#### Goal
Show every line of the records below that contains the word "sofa", copying each such line in full.

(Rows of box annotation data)
★ ★ ★ ★ ★ ★ ★

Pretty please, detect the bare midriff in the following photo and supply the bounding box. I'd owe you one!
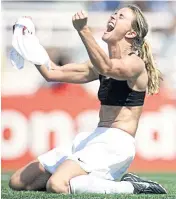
[98,105,142,137]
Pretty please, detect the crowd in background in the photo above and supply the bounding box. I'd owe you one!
[2,0,176,99]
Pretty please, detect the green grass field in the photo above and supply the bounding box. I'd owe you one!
[1,173,176,199]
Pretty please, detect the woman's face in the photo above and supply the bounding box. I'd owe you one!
[102,8,136,43]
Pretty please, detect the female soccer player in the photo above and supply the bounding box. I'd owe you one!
[9,5,166,193]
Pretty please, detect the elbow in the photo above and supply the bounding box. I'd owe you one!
[99,67,111,76]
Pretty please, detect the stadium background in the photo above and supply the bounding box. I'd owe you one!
[1,0,176,172]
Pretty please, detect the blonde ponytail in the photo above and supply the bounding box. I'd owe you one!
[128,5,162,95]
[140,40,162,95]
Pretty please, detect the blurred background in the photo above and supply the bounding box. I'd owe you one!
[1,0,176,172]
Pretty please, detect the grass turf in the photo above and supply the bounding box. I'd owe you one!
[1,173,176,199]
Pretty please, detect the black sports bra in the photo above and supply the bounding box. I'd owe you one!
[98,75,146,106]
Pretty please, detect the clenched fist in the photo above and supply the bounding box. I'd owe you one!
[72,11,88,31]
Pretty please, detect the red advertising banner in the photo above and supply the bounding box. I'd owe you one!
[1,84,176,172]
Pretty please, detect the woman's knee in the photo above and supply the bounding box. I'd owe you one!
[46,178,70,194]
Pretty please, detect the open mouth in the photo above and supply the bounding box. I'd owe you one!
[106,22,115,32]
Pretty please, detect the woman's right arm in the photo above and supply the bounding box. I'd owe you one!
[35,61,99,84]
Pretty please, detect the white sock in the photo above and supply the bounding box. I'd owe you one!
[70,175,134,194]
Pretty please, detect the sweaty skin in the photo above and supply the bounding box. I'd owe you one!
[36,8,148,136]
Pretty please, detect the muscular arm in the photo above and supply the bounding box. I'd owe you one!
[36,61,99,84]
[79,27,145,80]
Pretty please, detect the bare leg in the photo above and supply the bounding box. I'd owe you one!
[9,160,51,191]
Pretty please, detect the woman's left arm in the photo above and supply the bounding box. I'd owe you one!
[72,12,144,80]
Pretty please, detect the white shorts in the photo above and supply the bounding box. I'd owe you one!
[38,127,135,180]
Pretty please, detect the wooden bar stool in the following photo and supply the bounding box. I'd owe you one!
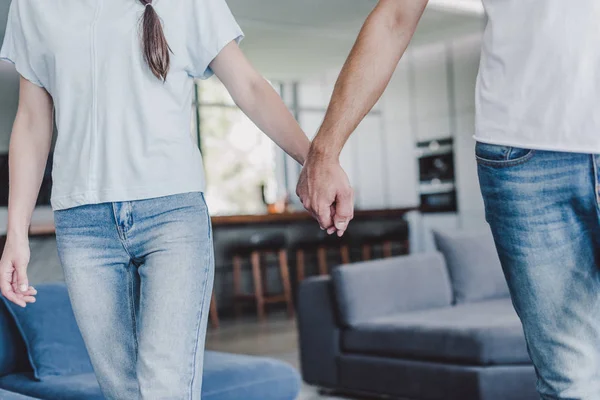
[359,222,410,261]
[293,229,350,283]
[208,290,220,329]
[231,233,294,321]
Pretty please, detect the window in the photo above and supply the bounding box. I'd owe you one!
[196,78,281,215]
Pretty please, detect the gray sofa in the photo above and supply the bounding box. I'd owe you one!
[298,233,539,400]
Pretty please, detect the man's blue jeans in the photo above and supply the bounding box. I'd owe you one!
[55,193,214,400]
[476,143,600,400]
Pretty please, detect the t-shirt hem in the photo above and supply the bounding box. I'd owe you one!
[0,54,44,88]
[190,28,245,80]
[50,183,205,211]
[473,135,600,154]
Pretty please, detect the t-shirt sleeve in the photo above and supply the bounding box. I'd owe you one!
[0,0,43,87]
[186,0,244,79]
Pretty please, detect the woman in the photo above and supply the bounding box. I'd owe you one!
[0,0,309,400]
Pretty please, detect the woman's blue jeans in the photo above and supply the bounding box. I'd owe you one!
[476,143,600,400]
[55,193,214,400]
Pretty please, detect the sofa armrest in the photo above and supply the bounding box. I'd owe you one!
[298,277,340,388]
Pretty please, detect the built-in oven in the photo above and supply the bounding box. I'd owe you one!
[417,138,458,212]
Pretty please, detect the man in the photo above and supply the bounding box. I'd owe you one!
[297,0,600,400]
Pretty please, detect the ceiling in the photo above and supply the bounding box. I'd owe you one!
[228,0,483,78]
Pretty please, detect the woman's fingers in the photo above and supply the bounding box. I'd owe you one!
[0,261,27,307]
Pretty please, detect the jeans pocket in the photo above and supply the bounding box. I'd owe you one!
[475,142,535,167]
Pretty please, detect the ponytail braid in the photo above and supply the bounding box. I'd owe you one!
[139,0,171,81]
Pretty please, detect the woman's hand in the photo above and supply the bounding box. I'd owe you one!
[0,236,37,307]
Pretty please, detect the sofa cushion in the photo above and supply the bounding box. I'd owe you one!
[0,389,35,400]
[434,230,509,304]
[0,373,104,400]
[332,253,452,326]
[0,295,27,376]
[3,283,93,380]
[0,351,300,400]
[202,351,300,400]
[342,299,530,365]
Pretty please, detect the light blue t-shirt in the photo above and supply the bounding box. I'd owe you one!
[0,0,243,210]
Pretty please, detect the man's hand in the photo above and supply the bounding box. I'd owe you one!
[296,148,354,237]
[0,237,37,307]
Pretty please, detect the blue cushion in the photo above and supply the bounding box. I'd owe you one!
[434,229,509,304]
[0,373,104,400]
[0,389,39,400]
[3,283,93,380]
[0,301,27,378]
[0,351,300,400]
[332,253,452,327]
[202,351,300,400]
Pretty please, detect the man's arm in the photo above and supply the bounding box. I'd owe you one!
[297,0,428,236]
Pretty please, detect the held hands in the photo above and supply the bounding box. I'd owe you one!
[0,237,37,307]
[296,149,354,237]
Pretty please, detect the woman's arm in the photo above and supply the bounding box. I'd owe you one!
[0,78,53,307]
[210,42,310,165]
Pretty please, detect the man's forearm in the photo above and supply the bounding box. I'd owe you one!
[312,0,427,157]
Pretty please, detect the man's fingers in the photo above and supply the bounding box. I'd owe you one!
[15,262,29,293]
[333,188,354,236]
[315,204,333,229]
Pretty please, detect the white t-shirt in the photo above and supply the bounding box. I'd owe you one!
[0,0,243,210]
[475,0,600,153]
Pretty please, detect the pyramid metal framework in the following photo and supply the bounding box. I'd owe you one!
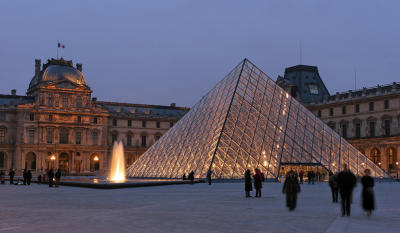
[127,59,388,179]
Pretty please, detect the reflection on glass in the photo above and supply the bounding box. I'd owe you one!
[128,60,386,179]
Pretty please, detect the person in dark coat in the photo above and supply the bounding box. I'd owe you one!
[361,169,375,216]
[311,171,315,184]
[38,173,42,184]
[244,169,253,197]
[282,170,300,211]
[55,168,61,188]
[47,169,54,188]
[207,170,212,185]
[299,170,304,184]
[337,164,357,217]
[329,172,339,203]
[26,170,32,185]
[0,171,6,184]
[22,168,26,185]
[253,168,262,197]
[188,171,194,184]
[8,168,15,184]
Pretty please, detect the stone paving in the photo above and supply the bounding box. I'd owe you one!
[0,183,400,233]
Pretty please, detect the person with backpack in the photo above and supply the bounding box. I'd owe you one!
[329,172,339,203]
[253,168,262,197]
[244,169,253,197]
[282,170,300,211]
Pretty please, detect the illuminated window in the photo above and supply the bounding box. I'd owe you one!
[75,132,82,145]
[62,95,68,108]
[28,130,35,144]
[308,84,319,95]
[0,129,6,144]
[60,128,68,144]
[92,132,98,145]
[47,129,53,144]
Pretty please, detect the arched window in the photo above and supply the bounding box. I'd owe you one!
[387,148,396,168]
[90,154,100,172]
[0,151,6,168]
[358,149,365,155]
[76,96,82,108]
[92,131,99,146]
[58,152,69,175]
[62,95,68,108]
[371,148,381,164]
[0,127,6,144]
[47,94,54,107]
[25,152,36,170]
[60,128,68,144]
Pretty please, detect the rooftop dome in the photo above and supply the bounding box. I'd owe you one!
[29,58,86,89]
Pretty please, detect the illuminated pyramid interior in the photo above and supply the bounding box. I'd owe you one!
[127,59,388,179]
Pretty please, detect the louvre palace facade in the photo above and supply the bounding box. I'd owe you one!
[277,65,400,177]
[0,58,189,175]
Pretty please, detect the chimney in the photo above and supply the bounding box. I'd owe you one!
[76,63,82,72]
[35,59,42,76]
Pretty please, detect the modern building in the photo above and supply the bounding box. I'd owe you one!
[127,59,387,180]
[0,58,189,175]
[277,63,400,176]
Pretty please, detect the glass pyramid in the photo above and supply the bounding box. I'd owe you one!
[127,59,388,179]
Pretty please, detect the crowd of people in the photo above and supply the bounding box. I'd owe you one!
[0,168,61,187]
[244,165,375,217]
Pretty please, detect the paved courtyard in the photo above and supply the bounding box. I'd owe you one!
[0,183,400,233]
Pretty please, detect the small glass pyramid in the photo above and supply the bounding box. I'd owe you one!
[127,59,388,179]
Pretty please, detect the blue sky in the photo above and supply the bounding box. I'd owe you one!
[0,0,400,107]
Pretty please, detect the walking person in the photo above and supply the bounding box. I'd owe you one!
[8,168,15,184]
[282,170,300,211]
[22,168,26,185]
[329,172,339,203]
[55,168,61,188]
[47,168,54,188]
[253,168,262,197]
[361,169,375,216]
[337,164,357,217]
[207,170,212,185]
[299,170,304,184]
[244,169,253,197]
[26,170,32,185]
[188,171,194,184]
[0,171,6,184]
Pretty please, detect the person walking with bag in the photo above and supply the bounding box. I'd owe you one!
[244,169,253,197]
[329,172,339,203]
[337,164,357,217]
[361,169,375,216]
[282,170,300,211]
[254,168,262,197]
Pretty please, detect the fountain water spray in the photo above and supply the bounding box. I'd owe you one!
[108,141,125,182]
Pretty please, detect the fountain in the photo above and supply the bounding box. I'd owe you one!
[108,141,126,182]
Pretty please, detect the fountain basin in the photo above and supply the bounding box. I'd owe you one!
[43,177,204,189]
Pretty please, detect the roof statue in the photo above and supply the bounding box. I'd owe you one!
[127,59,388,179]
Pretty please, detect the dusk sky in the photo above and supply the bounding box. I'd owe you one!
[0,0,400,107]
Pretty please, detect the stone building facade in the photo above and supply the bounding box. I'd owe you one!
[278,64,400,176]
[0,59,189,175]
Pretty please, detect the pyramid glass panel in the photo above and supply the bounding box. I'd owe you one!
[127,59,388,179]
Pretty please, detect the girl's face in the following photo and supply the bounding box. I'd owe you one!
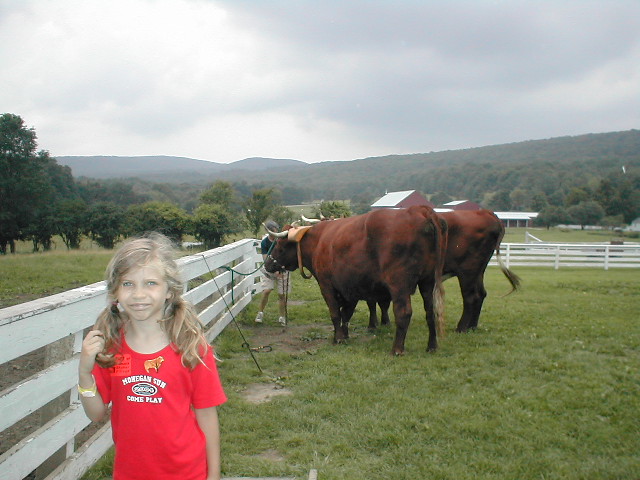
[116,261,171,322]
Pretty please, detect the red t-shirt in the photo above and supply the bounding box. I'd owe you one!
[93,339,227,480]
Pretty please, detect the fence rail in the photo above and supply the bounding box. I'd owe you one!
[489,242,640,270]
[0,239,640,480]
[0,239,262,480]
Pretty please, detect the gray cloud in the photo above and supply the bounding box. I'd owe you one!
[0,0,640,162]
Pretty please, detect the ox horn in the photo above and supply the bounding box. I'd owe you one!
[262,223,289,238]
[300,214,322,224]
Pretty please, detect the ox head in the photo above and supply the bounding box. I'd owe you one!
[263,224,298,273]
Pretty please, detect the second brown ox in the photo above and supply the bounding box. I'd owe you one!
[367,210,520,332]
[265,206,446,355]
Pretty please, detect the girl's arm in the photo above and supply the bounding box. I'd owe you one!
[78,330,107,422]
[195,407,220,480]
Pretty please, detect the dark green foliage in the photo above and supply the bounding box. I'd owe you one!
[314,201,352,218]
[124,202,190,242]
[193,203,245,248]
[567,201,604,229]
[87,202,124,249]
[244,188,283,237]
[55,199,87,249]
[0,113,68,253]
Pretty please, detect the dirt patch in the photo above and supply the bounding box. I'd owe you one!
[245,320,333,354]
[256,448,285,462]
[242,383,293,405]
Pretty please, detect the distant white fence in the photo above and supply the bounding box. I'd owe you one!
[0,239,262,480]
[489,242,640,270]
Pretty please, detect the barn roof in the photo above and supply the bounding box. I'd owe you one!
[493,212,538,220]
[442,200,469,207]
[371,190,415,208]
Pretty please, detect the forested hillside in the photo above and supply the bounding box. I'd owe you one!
[61,130,640,208]
[0,110,640,254]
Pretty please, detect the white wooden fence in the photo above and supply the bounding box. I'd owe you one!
[489,242,640,270]
[0,239,262,480]
[0,239,640,480]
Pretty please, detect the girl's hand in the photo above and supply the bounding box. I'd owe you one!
[78,330,104,374]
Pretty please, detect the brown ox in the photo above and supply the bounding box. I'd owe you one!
[265,206,446,355]
[367,210,520,332]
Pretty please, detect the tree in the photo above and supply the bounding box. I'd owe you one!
[0,113,51,254]
[314,200,351,218]
[531,191,549,212]
[268,205,296,230]
[245,188,282,237]
[568,200,604,230]
[125,202,189,242]
[488,190,511,211]
[55,199,88,249]
[429,192,454,206]
[535,205,571,230]
[200,180,239,210]
[509,188,531,211]
[87,202,124,249]
[564,187,590,207]
[193,203,244,249]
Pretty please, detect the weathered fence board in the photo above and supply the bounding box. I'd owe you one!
[490,243,640,270]
[0,239,640,480]
[0,239,262,480]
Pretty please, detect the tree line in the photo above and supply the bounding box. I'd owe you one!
[0,114,300,254]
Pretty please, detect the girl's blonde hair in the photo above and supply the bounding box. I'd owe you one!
[94,232,209,368]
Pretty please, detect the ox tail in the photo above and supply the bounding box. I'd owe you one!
[432,214,448,338]
[496,223,522,297]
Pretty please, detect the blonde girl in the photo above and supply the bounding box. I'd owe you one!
[78,233,226,480]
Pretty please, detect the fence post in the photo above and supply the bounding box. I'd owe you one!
[35,335,74,480]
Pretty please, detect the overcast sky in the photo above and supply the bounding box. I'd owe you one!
[0,0,640,163]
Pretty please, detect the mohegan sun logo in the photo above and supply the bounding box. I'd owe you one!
[131,383,158,397]
[144,356,164,373]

★ ★ ★ ★ ★ ★ ★

#### Response to this task
Pretty please, detect the gray sofa in the photo above and supply the bounding box. I'd owe you one!
Pretty please, detect the sofa armrest in the photo above and supply the bounding box. I'd owe you one!
Pretty please, detect the sofa cushion in the photo above and supply the bounding box. I'd owe you one!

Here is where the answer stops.